**Set problem**
Copy out every line of all the entries below, requests included, and shift each coordinate in the answers by -71.

**Records to process**
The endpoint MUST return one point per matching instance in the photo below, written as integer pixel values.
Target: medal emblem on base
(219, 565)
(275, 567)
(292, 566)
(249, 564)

**Written reply**
The endpoint MUST return one point per matching instance in the photo below, written as integer pixel values.
Target: medal emblem on base
(148, 494)
(204, 496)
(221, 495)
(178, 493)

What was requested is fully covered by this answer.